Son père, William Drew Robeson, après s'être enfui à l'âge de 15 ans d'une plantation de Caroline du Nord où il était né esclave, entreprend des études et, diplômé de l'université Lincoln, il devient pasteur de l'Église presbytérienne de Princeton de 1880 à 1901. Il est ensuite pasteur à Westfield, puis Somerville, dans le New Jersey. Il meurt en 1918. Sa mère, Maria Louisa Bustill, était mulâtre; descendante d'une famille quaker de tendance abolitionniste. Elle périt dans un incendie, en 1904, alors que Paul n'avait que 6 ans.
Très bon athlète, Paul Robeson reçut de nombreuses récompenses sportives, en football américain, baseball, basketball et course à pied. Après ses études secondaires à la Somerville High School de Somerville dans le Massachusetts, il est admis à l'université Rutgers (New Jersey) où il obtient le Bachelor of Arts, puis déménage à Harlem et intègre la faculté de droit de l'université Columbia, à New York.
Il exerce alors le métier d'avocat dans un cabinet d’avocats new-yorkais jusqu’à ce qu’une sténographe à qui il dictait une note de service refuse de prendre note, arguant: «Je ne prends jamais la dictée d’un nègre».
Robeson a quitté le cabinet peu de temps après.
Paul Robeson devient un acteur et un chanteur célèbre grâce à sa voix de basse. Il obtient un très grand succès non seulement en Amérique mais aussi en Europe et en Afrique, au point que les autorités coloniales craignaient son éventuelle influence sur les populations colonisées!

### CONSIGNE DE TRAVAIL A
Relevez, dans le texte consacré à Paul Robeson, les disciplines sportives dans lesquelles il reçut des récompenses.
### CONSIGNE DE TRAVAIL B
Rédigez la suite du texte sur Paul Robeson, en reprenant après sa dernière phrase.

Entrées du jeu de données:
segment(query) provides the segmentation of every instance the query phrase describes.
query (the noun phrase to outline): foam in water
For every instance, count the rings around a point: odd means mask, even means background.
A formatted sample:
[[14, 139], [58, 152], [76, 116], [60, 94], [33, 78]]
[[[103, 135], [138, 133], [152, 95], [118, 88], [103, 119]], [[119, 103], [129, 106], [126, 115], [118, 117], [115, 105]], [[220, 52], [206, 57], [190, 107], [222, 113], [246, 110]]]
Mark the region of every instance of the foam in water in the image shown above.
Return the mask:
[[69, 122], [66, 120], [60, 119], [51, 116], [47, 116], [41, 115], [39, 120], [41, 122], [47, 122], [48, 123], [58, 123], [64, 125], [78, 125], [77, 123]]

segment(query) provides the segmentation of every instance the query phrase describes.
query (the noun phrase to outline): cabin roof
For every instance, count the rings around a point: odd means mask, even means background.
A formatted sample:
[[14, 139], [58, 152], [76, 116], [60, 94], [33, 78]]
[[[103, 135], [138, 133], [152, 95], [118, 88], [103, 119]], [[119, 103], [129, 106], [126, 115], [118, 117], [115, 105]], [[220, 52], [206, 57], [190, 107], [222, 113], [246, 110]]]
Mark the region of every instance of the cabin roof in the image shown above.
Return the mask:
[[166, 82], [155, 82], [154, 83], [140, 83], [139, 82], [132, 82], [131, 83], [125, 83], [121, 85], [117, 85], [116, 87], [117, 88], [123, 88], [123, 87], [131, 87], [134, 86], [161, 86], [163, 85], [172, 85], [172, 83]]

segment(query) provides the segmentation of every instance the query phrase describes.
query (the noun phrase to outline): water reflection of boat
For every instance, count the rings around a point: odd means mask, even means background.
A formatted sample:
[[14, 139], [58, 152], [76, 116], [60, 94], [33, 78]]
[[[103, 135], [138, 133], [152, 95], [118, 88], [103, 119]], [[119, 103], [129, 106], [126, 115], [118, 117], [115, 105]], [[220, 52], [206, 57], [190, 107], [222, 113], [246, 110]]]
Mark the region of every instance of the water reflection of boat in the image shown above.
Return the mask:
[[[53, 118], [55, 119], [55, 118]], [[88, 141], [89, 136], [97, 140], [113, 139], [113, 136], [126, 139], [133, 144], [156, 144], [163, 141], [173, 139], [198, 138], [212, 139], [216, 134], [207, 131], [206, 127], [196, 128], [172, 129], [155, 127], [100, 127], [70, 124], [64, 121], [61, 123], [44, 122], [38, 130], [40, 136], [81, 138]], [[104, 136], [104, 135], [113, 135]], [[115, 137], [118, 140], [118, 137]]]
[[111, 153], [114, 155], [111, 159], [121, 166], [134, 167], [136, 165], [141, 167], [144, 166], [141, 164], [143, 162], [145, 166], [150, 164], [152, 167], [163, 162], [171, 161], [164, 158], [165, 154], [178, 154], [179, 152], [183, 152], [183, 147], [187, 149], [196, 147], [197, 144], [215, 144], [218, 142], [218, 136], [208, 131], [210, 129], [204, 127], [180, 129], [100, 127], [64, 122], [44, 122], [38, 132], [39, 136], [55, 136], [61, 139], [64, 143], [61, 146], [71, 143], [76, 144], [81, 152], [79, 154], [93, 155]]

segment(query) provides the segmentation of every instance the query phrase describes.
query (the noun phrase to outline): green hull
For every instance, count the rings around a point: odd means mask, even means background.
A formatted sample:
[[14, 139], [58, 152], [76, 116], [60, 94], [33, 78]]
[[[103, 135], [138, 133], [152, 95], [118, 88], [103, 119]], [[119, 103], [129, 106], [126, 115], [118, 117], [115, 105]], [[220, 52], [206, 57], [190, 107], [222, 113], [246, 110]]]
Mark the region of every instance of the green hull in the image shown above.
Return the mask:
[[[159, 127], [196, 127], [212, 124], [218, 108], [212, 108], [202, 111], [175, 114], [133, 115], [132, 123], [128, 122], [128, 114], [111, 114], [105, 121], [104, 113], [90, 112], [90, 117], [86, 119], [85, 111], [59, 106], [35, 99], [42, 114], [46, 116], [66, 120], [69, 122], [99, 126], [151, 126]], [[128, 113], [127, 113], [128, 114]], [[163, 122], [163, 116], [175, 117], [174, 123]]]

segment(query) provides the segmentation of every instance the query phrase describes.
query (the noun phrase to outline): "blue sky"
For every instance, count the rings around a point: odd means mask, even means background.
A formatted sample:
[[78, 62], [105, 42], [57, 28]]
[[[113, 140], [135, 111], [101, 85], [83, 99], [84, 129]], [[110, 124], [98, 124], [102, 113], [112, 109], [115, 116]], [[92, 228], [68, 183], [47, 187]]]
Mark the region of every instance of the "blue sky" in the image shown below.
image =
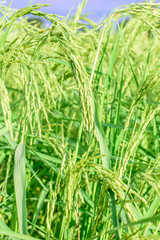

### RÉSULTAT ATTENDU A
Football américain, baseball, basketball, course à pied.

### RÉSULTAT ATTENDU B
Dans les années 1920, il épouse Eslanda Cardoso Goode, biologiste au Presbyterian Hospital de New York, avec laquelle il se rend en Angleterre où il commence sa carrière d’acteur. Entre 1925 et 1942, il va jouer dans onze films, principalement britanniques. Parmi ses plus grands succès au cinéma figurent Show Boat (1936), Song of Freedom (1936), King Solomon's Mines (1937) et The Proud Valley (1940), C’est à Londres qu’il commence également à étudier l’histoire et les cultures du continent africain, allant jusqu’à parler une vingtaine de langues africaines, dont une dizaine couramment. Il quitte l’Angleterre pendant la Seconde Guerre mondiale et regagne les États-Unis où il sera le premier comédien noir à jouer Othello de Shakespeare. Après la guerre, il continue à parcourir le monde avec son épouse.
Durant ses nombreux voyages en Union soviétique, Paul Robeson dénonce vigoureusement les conditions de vie des Afro-Américains aux États-Unis, en particulier dans les États du Sud ségrégationnistes, et dénonça le lynchage. Le fait qu'il ait défendu dans certains de ses écrits et discours les politiques intérieures et extérieures de l'Union soviétique de Staline confirme ses sympathies envers le communisme. Il chante notamment une adaptation anglaise de l'hymne soviétique. En 1958, il vient fêter son anniversaire en URSS où une fête grandiose est donnée en son honneur. Il est également célèbre en République populaire de Chine, pour avoir chanté l'hymne national chinois, La Marche des Volontaires, pendant la Seconde guerre sino-japonaise.
Il devient une figure controversée dans les années 1950 et ses enregistrements et films sont de moins en moins diffusés aux États-Unis. En 1952, il reçoit le Prix Staline.
De 1950 à 1958, le département d'État américain lui interdit de quitter le territoire national et lui confisque son passeport. Paul Robeson peut être ajouté au nombre des victimes du maccarthysme. Sa carrière d'avocat, aux États-Unis, est vouée à la défense des victimes de l'esclavage et à la dénonciation de l'apartheid en Afrique du Sud; de façon plus générale à la défense des opprimés.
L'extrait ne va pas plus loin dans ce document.